_REQUIREMENT_
Please copy, character for character, each line from the beginning of the listing to the line containing "query: the noun phrase to segment: blue sky", including both.

++++++++++

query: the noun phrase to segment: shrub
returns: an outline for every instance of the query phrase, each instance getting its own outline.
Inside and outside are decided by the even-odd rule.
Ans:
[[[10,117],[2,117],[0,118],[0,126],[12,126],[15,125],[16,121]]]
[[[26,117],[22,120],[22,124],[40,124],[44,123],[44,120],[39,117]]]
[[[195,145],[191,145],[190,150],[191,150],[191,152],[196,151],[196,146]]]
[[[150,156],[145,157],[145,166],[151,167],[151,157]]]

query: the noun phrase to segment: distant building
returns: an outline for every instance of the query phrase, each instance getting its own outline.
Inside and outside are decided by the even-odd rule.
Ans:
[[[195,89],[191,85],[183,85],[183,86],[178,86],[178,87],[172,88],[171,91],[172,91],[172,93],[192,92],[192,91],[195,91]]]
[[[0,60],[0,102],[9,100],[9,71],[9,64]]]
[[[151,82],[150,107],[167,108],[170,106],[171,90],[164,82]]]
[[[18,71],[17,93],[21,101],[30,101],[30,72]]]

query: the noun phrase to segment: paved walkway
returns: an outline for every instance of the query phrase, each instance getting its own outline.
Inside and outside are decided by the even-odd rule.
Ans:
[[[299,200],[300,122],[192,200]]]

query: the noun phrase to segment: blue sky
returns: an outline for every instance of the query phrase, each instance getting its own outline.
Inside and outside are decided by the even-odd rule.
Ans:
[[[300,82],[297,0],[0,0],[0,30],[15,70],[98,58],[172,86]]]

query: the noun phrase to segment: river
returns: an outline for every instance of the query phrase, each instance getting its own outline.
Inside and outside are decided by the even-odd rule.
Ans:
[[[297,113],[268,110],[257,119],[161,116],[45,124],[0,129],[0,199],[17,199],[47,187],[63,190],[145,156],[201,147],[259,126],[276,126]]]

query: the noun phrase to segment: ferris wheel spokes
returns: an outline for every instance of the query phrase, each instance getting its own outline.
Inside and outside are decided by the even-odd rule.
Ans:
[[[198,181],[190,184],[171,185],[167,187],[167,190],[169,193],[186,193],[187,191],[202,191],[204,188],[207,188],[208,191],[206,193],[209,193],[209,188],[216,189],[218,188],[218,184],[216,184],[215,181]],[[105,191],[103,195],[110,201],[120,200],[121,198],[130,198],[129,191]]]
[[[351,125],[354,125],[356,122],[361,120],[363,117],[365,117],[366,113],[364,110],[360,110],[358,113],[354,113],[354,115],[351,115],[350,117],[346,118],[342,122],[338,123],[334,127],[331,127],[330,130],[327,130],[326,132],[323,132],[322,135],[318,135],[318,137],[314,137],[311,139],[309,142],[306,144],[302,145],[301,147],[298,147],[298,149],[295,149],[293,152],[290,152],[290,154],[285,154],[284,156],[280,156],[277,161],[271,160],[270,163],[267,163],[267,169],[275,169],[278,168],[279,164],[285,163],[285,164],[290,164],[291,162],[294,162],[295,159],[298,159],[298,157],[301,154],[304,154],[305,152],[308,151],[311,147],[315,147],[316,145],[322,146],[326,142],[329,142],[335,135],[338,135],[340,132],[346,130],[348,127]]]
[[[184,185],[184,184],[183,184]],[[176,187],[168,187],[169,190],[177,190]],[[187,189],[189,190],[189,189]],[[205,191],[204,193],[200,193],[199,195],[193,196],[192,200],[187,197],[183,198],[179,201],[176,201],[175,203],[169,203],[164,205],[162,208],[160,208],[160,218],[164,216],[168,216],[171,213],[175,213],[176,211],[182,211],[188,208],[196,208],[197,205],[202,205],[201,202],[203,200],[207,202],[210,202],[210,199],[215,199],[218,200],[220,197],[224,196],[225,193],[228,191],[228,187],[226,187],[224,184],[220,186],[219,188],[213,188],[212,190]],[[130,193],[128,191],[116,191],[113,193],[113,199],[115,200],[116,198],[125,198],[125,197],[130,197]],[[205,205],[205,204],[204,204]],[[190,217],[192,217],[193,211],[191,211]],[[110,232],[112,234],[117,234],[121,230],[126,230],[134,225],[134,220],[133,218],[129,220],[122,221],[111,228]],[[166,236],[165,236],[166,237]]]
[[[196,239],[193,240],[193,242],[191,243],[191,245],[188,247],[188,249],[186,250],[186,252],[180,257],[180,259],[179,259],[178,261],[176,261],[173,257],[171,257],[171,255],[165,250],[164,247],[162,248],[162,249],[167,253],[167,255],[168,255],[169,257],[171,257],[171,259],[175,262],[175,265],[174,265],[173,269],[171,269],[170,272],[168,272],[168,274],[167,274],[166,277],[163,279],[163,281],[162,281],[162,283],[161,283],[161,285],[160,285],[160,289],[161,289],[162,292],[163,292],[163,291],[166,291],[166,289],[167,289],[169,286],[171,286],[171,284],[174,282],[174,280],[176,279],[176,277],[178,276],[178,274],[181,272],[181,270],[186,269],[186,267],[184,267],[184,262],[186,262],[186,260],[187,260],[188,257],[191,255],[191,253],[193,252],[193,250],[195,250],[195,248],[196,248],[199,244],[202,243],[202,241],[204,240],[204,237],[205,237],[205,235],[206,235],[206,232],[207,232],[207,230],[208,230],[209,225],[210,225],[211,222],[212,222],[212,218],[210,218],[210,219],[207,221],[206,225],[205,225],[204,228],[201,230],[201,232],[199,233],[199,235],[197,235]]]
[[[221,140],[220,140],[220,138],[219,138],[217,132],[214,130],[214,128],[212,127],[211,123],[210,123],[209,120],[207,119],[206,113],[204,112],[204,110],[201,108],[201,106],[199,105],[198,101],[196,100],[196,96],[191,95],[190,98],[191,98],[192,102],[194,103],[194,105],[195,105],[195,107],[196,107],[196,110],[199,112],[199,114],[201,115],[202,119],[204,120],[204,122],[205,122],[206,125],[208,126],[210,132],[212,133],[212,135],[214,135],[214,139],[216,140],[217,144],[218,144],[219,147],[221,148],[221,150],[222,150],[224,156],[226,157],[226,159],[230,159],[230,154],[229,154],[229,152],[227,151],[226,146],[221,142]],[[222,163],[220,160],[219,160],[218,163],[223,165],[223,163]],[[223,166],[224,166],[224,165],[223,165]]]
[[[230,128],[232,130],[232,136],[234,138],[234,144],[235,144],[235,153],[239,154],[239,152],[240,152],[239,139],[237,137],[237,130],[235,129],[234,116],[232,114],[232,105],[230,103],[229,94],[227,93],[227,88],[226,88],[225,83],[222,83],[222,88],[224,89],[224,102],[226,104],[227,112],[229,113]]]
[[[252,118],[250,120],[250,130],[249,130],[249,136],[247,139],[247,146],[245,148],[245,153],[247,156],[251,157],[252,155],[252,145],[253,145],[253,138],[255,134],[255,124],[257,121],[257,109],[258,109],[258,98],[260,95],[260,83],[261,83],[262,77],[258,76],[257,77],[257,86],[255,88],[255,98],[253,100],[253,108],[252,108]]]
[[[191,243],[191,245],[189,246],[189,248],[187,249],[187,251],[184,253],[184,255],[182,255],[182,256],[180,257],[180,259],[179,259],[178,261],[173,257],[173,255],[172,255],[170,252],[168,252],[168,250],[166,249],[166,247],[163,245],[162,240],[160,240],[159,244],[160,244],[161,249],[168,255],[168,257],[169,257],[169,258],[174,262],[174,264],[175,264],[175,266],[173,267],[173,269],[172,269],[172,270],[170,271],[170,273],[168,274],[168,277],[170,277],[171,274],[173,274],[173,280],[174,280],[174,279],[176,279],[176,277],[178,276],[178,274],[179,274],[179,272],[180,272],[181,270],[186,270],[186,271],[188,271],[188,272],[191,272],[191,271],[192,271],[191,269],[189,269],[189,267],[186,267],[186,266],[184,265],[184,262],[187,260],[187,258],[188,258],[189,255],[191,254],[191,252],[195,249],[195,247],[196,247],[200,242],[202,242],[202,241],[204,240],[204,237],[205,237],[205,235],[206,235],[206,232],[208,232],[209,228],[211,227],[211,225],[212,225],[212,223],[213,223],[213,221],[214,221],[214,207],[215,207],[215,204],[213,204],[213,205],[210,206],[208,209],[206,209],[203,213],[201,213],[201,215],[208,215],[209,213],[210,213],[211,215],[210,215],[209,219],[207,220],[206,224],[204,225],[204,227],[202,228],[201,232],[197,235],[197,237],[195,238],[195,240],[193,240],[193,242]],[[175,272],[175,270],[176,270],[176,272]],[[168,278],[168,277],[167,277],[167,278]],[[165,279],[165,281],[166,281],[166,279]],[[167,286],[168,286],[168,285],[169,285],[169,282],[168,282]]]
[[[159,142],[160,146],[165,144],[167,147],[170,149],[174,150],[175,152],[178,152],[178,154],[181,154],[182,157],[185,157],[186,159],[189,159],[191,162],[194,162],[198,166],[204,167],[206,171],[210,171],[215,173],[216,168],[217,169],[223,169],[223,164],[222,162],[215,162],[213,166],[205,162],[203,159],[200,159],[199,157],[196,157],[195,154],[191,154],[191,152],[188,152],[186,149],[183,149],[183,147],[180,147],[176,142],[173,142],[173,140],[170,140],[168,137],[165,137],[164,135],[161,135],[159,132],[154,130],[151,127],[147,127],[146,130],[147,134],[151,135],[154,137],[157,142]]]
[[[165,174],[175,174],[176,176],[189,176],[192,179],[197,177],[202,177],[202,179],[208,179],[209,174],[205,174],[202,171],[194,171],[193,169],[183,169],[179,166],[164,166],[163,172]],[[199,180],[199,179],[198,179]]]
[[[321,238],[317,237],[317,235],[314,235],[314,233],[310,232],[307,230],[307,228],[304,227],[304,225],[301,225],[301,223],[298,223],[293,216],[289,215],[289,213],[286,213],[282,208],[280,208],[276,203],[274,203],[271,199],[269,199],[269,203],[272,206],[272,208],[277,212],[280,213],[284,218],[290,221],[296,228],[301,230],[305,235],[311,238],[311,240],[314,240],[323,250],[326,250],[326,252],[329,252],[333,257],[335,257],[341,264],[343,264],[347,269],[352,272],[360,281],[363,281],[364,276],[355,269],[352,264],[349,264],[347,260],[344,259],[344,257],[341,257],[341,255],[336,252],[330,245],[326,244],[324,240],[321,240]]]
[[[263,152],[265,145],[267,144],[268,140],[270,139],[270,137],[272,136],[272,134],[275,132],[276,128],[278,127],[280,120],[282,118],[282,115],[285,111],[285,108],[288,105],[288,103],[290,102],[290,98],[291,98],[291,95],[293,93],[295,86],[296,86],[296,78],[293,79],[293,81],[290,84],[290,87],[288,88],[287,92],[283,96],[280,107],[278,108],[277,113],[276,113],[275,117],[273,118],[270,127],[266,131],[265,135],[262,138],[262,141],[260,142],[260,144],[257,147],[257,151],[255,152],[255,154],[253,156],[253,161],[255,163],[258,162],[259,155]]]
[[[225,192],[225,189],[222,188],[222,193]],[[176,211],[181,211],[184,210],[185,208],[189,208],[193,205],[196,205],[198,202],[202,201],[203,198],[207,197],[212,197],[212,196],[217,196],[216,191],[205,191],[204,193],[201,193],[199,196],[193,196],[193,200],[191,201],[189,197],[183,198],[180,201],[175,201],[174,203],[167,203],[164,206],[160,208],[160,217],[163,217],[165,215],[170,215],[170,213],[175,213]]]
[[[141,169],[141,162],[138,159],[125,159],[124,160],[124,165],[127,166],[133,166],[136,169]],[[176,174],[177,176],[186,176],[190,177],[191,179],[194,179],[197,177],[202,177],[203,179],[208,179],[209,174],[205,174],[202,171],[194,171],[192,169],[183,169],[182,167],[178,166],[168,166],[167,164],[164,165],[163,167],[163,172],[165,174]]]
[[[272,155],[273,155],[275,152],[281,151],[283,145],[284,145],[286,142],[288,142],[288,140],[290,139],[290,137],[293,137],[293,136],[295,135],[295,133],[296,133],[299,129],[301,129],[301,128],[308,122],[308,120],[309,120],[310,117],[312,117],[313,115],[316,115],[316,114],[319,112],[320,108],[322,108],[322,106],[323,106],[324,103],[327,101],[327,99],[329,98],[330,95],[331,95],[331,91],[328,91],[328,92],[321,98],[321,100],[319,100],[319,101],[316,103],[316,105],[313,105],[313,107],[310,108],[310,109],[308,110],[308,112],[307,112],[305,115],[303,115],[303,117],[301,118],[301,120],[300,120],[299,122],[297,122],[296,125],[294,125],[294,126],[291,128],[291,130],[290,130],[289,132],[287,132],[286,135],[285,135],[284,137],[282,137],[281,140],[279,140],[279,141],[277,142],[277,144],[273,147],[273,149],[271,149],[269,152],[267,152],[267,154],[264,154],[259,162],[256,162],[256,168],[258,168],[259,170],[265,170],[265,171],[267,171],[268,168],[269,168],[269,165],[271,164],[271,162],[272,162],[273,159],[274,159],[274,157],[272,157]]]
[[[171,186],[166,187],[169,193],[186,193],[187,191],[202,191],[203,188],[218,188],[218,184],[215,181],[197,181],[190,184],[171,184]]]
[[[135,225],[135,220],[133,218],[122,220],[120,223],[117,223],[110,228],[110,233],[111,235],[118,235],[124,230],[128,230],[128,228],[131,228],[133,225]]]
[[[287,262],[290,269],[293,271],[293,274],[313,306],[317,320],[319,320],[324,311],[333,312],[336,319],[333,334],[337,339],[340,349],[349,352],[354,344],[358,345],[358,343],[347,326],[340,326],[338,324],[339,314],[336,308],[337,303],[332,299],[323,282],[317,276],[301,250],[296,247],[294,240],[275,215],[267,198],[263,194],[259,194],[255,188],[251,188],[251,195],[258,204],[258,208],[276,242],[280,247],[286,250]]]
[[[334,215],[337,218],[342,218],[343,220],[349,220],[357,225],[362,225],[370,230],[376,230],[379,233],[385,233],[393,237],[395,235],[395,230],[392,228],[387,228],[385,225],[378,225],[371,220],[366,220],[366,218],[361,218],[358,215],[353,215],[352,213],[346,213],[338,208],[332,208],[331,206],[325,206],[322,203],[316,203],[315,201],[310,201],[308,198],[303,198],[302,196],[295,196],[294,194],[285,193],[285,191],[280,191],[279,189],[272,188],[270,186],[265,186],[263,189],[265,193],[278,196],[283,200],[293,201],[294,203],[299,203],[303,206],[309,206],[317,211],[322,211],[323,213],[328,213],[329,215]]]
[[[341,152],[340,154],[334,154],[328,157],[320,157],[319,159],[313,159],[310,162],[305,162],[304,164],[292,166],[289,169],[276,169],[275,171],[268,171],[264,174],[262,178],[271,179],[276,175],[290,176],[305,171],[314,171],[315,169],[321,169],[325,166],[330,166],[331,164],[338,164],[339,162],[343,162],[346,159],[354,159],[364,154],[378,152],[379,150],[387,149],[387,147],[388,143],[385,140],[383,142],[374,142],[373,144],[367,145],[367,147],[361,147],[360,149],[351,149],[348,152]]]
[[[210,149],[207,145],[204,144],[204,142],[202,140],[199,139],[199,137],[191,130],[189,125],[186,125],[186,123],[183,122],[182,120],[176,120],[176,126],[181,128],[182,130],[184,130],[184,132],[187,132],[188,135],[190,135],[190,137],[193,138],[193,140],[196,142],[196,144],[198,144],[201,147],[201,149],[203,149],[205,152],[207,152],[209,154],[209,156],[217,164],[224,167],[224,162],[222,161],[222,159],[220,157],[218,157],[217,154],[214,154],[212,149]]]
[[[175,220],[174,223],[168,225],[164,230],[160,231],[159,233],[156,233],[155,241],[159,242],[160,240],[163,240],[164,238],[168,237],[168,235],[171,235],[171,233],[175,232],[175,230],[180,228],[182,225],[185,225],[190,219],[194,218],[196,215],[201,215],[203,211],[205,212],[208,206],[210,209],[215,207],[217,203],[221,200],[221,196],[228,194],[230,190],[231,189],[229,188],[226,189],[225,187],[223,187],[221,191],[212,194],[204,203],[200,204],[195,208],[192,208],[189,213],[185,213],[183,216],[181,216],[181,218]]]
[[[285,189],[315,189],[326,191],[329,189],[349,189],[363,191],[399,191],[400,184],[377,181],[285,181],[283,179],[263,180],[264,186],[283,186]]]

++++++++++

_OUTPUT OF THE TASK_
query: the noun phrase to segment: shrub
returns: an outline for every instance of the query phrase, each instance getting its own outline.
Inside and outside are decided by the even-odd rule.
Ans:
[[[10,117],[2,117],[0,118],[0,126],[12,126],[15,125],[16,121]]]
[[[26,117],[22,120],[22,124],[40,124],[44,123],[44,120],[39,117]]]
[[[195,145],[191,145],[190,150],[191,150],[191,152],[196,151],[196,146]]]
[[[150,156],[145,157],[145,166],[151,167],[151,157]]]

query: the noun phrase to segment: distant building
returns: an outline for every instance of the query phrase, each instance getting its own outline.
Inside and outside are decided by the even-odd rule.
Ans:
[[[195,89],[191,85],[183,85],[183,86],[178,86],[178,87],[172,88],[171,91],[172,91],[172,93],[192,92],[192,91],[195,91]]]
[[[0,60],[0,102],[9,100],[9,71],[9,64]]]
[[[151,82],[150,107],[167,108],[170,106],[171,90],[164,82]]]
[[[18,71],[17,93],[21,101],[30,101],[30,72]]]

query: the noun phrase to segment: paved walkway
returns: an outline for every instance of the query phrase, each instance getting its own outline.
Inside and outside are decided by the even-odd rule.
Ans:
[[[299,200],[300,122],[192,200]]]

query: the noun phrase to segment: blue sky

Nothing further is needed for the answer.